REQUIREMENT
How do the records below read from their first line through the line containing "Your task: given the image above, detect black"? Write those lines out exactly.

(Text-to-region grounding data)
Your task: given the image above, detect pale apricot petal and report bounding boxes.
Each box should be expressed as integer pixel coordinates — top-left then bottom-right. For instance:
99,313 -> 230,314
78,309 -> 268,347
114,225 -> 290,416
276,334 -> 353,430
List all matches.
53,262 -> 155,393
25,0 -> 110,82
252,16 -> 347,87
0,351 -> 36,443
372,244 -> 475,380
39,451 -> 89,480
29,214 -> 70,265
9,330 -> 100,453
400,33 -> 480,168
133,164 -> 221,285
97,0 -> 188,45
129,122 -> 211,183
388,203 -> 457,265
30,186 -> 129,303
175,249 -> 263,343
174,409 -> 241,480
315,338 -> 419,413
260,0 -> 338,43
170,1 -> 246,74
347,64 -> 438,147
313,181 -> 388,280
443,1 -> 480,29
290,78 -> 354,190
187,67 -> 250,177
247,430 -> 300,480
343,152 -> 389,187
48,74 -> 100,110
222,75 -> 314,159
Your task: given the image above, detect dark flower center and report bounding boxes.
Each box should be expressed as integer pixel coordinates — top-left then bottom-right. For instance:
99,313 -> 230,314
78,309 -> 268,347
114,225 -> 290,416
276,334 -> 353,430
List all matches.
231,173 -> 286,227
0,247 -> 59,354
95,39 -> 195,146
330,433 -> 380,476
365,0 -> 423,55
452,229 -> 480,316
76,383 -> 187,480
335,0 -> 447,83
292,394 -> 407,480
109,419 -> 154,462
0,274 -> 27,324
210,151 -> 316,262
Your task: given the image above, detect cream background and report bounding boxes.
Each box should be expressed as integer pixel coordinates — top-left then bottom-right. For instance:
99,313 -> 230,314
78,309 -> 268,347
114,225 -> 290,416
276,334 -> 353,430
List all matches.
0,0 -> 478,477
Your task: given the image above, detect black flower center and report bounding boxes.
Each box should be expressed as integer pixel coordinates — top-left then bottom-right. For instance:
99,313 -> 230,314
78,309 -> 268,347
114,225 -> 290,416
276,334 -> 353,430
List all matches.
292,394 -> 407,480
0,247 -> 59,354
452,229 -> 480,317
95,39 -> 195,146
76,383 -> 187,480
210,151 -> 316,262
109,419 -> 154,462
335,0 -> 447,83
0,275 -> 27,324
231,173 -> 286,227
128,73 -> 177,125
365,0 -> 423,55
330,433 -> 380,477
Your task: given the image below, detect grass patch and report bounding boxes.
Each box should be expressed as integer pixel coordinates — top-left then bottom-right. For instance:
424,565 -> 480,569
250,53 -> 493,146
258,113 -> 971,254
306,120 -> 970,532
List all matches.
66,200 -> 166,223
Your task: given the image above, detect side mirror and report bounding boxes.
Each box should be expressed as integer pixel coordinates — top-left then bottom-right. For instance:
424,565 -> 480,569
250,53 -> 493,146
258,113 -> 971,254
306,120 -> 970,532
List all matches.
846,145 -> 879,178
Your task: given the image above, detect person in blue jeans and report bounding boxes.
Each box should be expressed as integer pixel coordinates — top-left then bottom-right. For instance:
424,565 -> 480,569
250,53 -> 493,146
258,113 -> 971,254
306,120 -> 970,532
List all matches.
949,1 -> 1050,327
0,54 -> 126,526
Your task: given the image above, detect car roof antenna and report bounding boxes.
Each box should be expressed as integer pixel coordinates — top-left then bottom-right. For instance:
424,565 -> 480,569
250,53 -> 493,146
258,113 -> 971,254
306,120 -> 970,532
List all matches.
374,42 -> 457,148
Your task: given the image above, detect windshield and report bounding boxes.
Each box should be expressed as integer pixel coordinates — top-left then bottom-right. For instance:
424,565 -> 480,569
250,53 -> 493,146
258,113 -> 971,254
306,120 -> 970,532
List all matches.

SOLVED EXERCISE
Your task: given the image above, detect pale apricot petal and report bounding boxes.
Each box should be expressed as integer pixel coordinates — top-left then bottom-right. For instance:
99,313 -> 230,314
78,309 -> 268,347
114,225 -> 290,416
276,334 -> 353,430
List all matches.
53,262 -> 155,393
25,0 -> 110,82
252,16 -> 347,87
0,351 -> 36,443
372,244 -> 475,380
39,451 -> 89,480
29,214 -> 70,265
9,330 -> 100,453
400,33 -> 480,168
133,164 -> 221,285
97,0 -> 188,45
129,122 -> 211,183
388,203 -> 457,265
30,186 -> 129,303
175,249 -> 263,343
174,409 -> 241,480
315,338 -> 419,413
260,0 -> 338,43
170,1 -> 246,74
347,64 -> 438,147
313,181 -> 388,280
443,1 -> 480,29
290,78 -> 354,190
187,67 -> 250,177
247,430 -> 300,480
343,152 -> 389,187
48,74 -> 100,110
222,75 -> 314,159
Your task: given the image above, detect dark flower center and report bounding boxes.
Each box should be expressed as integer pixel coordinates — top-left then bottom-right. For instance:
99,313 -> 230,314
78,309 -> 268,347
114,225 -> 290,416
276,334 -> 353,430
List all matches.
231,173 -> 286,227
0,247 -> 59,354
95,39 -> 195,146
330,433 -> 380,476
365,0 -> 423,55
452,229 -> 480,316
76,383 -> 187,480
335,0 -> 447,83
292,394 -> 407,480
109,419 -> 154,462
0,274 -> 27,324
210,151 -> 316,262
Your task: given the image above, detect cream background and report bounding boxes.
Each box should be expressed as integer pixel coordinates — top-left then bottom-right. For instance:
99,313 -> 230,314
78,309 -> 268,347
114,225 -> 290,416
276,334 -> 353,430
List all matches.
0,0 -> 478,477
Your task: given the image above, detect black flower center and report bounding boxes.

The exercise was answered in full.